» Your objective: Only the lines from the line holding "Target: man's raised arm" through the final line of the entries below are to be returned, exactly as they stand.

***** Provided data

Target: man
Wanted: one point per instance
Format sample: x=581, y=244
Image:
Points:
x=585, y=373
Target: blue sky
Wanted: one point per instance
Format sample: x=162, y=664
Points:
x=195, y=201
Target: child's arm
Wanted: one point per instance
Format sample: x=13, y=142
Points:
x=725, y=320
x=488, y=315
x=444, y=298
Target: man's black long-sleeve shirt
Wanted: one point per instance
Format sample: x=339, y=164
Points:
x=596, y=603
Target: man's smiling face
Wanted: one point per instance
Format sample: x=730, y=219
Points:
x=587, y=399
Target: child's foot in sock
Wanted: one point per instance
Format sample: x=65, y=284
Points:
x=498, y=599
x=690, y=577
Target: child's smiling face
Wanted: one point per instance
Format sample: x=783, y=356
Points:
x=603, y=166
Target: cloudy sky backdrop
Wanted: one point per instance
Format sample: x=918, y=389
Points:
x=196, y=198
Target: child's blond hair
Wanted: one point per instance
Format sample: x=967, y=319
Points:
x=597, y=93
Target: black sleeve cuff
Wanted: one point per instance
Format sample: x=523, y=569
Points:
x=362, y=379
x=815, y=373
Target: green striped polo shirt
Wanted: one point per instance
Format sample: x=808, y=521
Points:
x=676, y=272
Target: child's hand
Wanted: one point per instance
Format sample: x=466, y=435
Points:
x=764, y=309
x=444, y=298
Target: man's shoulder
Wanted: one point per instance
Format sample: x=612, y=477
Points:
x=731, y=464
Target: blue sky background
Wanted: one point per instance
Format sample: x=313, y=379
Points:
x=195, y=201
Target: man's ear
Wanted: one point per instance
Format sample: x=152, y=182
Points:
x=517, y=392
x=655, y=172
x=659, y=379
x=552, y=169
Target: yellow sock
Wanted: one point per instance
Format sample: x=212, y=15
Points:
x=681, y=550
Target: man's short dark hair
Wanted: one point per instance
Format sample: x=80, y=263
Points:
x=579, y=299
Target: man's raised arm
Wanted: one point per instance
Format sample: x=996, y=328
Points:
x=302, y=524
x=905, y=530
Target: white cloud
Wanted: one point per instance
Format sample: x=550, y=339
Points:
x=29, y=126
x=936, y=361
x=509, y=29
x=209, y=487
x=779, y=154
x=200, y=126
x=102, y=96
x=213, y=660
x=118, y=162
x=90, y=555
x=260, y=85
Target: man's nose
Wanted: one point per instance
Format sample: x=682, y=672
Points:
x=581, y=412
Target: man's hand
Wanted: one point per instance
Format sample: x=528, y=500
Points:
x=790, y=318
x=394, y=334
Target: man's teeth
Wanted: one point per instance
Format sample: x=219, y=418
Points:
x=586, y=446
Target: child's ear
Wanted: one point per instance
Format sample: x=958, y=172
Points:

**********

» Exercise answer:
Target: man's raised arm
Wanted: one point per instance
Format sample: x=996, y=328
Points:
x=302, y=524
x=905, y=530
Target: white cloud
Wanted: one point per instance
Format sample: x=550, y=339
Points:
x=29, y=126
x=936, y=361
x=509, y=29
x=209, y=487
x=779, y=154
x=200, y=126
x=102, y=96
x=213, y=660
x=118, y=162
x=90, y=555
x=260, y=85
Target: man's nose
Wanted: one point per instance
Format sample: x=682, y=672
Points:
x=581, y=412
Target: man's hand
Wanted: one point per instance
Format sample: x=528, y=500
Points:
x=790, y=318
x=394, y=334
Target: man's teeth
Wanted: one point per instance
Format sample: x=219, y=418
Points:
x=586, y=446
Target: child's ear
Wanted: one point per instance
Format sample: x=958, y=172
Points:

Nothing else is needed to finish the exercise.